• What this exercise asks
A: Could you extract, word for word, the passage of the column that opens with the words containing "Before I knew" and closes with "so much happiness."?
B: Can you extend the pro-life column about the late-night hospital visit, picking up after its final sentence?

• Text shown
------
Life First

He didn’t need to say a word ... I could see a smile in his eyes

By Father Don Braukmann/Parochial Vicar - St. Philip’s, Bemidji and St. Charles, Pennington

I don’t think I have ever re-printed a previous column I had written until now. Twenty six years later what I wrote in an August 1991 issue of OND seems to be as relevant as ever. The little girl mentioned in that column was married the Friday before Memorial Day at St. Joseph’s Church in Moorhead. Those eyes ... those beautiful eyes. From August 8, 1991:

The most important thing that happened this summer in the pro-life movement took place on a rainy summer night on August first when three sets of eyes helped me realize what my work in the pro-life movement was all about.

I had just finished a meeting in Fargo and although it was nearly 10:30 p.m., I decided to stop by Dakotah Hospital to visit Elmer, a parishioner who had had major surgery that same day. So, I parked my car, dashed into the lobby to escape the rain, looked up and there was Michael, a friend who I knew had been waiting any day for the birth of his child. He didn’t need to say a word because I could see in his eyes a smile as big as he was tall! Ashlee Mae had come into the world just a few hours before and “Daddy” was still walking on air.

Before I knew it, I was standing in the nursery gazing upon the little girl who made her daddy’s day. She was beautiful! When the world outside was madly racing toward power, wealth and prestige, there was Michael hovering over his daughter in awe at the power of her tiny hands, the wealth of her helplessness and the prestige of now being called “Daddy.”

Just as we were about to leave the nursery, Ashlee opened her eyes just far enough to take another peek at the voices which had surrounded her with love. In the coming days, those eyes would see a Mom who was ready for the title and worthy of the honor, and a Dad who was (and probably always will be) trying to figure out why he deserves so much happiness.

Although I could not see Mom (Nancy) because she was asleep, I told Michael to give her my greetings and then I took the elevator up a couple of floors and down the hall to visit Elmer in intensive care. As I walked down that hall I could feel the excitement of Ashlee’s arrival slowly give way to the apprehension of wondering what I would find when I walked into Elmer’s room.
------
Collected data
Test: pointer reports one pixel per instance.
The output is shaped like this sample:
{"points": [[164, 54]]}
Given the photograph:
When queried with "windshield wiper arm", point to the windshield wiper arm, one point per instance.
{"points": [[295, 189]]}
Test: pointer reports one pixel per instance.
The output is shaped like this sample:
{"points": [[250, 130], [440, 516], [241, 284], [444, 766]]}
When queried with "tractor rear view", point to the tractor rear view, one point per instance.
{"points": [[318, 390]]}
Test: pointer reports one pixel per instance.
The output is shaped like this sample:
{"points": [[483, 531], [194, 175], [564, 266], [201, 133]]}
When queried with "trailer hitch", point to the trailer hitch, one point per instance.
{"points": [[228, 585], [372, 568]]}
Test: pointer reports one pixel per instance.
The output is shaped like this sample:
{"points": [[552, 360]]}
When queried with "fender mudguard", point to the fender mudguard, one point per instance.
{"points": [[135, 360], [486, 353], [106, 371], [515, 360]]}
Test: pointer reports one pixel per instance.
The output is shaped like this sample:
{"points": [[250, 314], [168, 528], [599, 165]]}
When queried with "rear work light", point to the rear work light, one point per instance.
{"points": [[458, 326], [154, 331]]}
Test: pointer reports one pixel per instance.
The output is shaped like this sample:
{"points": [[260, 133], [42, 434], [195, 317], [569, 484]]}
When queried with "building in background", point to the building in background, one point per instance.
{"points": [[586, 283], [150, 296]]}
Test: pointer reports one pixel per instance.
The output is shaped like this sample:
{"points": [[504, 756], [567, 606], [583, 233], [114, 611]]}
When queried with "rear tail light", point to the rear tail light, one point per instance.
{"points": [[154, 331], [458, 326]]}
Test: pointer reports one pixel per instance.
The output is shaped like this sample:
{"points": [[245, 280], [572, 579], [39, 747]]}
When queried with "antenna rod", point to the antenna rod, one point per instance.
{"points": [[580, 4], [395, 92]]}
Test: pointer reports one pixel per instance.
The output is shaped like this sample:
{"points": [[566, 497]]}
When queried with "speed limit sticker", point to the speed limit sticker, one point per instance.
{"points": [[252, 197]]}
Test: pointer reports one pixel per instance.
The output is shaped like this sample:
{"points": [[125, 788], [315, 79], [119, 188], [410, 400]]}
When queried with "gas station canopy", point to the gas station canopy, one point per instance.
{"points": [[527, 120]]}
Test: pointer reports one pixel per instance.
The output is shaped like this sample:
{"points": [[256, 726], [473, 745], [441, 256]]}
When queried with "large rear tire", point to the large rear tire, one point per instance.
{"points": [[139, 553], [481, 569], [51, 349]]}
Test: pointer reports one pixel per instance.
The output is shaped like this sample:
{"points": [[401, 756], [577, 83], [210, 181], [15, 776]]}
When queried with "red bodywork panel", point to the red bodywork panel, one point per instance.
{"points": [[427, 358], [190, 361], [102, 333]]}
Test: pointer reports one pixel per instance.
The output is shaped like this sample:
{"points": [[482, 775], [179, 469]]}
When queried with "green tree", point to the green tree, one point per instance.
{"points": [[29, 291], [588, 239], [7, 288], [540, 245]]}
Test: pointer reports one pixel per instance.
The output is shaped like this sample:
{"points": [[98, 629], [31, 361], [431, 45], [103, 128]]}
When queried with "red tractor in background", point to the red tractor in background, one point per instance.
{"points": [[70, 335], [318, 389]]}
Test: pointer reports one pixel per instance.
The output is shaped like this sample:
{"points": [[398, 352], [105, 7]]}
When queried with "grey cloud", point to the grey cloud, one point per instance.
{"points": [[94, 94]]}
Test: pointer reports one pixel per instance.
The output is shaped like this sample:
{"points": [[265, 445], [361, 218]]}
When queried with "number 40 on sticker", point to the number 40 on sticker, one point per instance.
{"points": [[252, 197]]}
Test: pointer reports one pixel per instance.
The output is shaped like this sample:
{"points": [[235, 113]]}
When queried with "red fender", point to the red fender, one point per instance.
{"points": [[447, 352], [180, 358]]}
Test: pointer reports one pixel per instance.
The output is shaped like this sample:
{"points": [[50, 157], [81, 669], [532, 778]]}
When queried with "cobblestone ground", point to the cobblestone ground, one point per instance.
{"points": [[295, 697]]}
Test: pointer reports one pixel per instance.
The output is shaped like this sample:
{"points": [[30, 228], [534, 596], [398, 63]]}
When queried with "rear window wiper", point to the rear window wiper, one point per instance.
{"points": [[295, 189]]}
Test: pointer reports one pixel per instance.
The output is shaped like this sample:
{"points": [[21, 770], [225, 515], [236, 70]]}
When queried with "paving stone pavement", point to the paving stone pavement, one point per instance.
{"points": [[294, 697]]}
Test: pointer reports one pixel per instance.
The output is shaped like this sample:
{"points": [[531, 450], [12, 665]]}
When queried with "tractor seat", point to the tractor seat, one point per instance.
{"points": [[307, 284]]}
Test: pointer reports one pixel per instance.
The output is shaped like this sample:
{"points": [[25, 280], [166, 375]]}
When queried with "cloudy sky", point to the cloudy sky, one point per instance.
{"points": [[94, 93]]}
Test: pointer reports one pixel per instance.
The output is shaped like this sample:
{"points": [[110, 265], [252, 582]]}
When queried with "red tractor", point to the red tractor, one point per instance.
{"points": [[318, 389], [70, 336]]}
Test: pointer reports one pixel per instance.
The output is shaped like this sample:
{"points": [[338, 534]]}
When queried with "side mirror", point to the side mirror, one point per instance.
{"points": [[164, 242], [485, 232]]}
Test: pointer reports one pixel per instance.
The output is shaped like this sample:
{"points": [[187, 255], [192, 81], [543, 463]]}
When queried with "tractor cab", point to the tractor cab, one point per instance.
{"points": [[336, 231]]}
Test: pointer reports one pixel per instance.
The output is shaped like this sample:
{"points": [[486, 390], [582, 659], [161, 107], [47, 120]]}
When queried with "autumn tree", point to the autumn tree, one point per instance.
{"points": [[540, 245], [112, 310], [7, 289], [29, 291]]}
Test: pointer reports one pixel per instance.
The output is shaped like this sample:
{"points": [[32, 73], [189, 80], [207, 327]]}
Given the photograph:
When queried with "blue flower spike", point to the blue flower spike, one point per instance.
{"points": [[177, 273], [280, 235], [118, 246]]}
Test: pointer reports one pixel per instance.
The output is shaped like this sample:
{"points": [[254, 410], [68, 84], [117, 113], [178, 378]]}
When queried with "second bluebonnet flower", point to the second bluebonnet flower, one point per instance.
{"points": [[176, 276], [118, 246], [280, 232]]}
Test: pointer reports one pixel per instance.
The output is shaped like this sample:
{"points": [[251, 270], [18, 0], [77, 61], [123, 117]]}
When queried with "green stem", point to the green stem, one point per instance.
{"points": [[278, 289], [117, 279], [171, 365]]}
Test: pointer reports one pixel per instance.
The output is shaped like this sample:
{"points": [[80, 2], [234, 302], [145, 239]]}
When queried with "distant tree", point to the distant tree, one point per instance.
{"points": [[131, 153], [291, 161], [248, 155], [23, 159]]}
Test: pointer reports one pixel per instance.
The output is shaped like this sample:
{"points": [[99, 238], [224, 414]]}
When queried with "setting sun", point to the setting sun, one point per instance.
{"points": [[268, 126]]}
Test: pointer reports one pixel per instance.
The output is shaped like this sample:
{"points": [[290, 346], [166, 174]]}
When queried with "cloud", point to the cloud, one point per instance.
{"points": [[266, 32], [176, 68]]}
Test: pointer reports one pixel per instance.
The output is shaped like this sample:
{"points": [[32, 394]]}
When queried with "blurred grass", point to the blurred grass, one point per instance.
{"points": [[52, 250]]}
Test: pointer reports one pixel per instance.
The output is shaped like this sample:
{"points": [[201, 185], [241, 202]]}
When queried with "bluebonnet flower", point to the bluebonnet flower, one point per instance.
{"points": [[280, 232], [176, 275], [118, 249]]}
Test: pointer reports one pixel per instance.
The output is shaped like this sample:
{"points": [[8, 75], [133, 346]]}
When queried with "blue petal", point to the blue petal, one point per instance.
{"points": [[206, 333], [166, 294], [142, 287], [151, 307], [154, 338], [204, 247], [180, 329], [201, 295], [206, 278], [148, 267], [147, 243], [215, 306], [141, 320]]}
------
• Answers by item
A:
Before I knew it, I was standing in the nursery gazing upon the little girl who made her daddy’s day. She was beautiful! When the world outside was madly racing toward power, wealth and prestige, there was Michael hovering over his daughter in awe at the power of her tiny hands, the wealth of her helplessness and the prestige of now being called “Daddy.”

Just as we were about to leave the nursery, Ashlee opened her eyes just far enough to take another peek at the voices which had surrounded her with love. In the coming days, those eyes would see a Mom who was ready for the title and worthy of the honor, and a Dad who was (and probably always will be) trying to figure out why he deserves so much happiness.

B:
As I stepped in I had to take a deep breath. Ashlee’s room was so filled with the energy of life, but Elmer’s room was filled with the machines used to avoid death. He was awake but could not speak and his eyes shouted out the pain he was feeling. It took only a second for those eyes to lock on to me and in that brief and quiet moment I felt so helpless as I stood before the eerie battle for life. I wanted to fix Elmer and end the pain. I wanted to bring the hope that his eyes so desperately searched for as they clung to my face. All I could do was hold his hand, wipe his forehead and let him know I cared.

Just minutes before I had gazed into the eyes of a newborn which hesitated to open almost in fear of the life that would leak in, now I was with Elmer whose eyes didn’t dare close in fear of the life that would never return.

Those eyes. The eyes of a Dad who were filled with peace after seeing the power of a Creating God; the eyes of a little girl whose first experience of this world is one filled with love; and the eyes of a gentle and fragile man who knows how human he really is.

Those three sets of eyes taught me that no matter how much suffering, hatred, violence and death this world manages to dish out, God will still stand tall and offer hope, courage, strength and love to those young enough and old enough to accept it!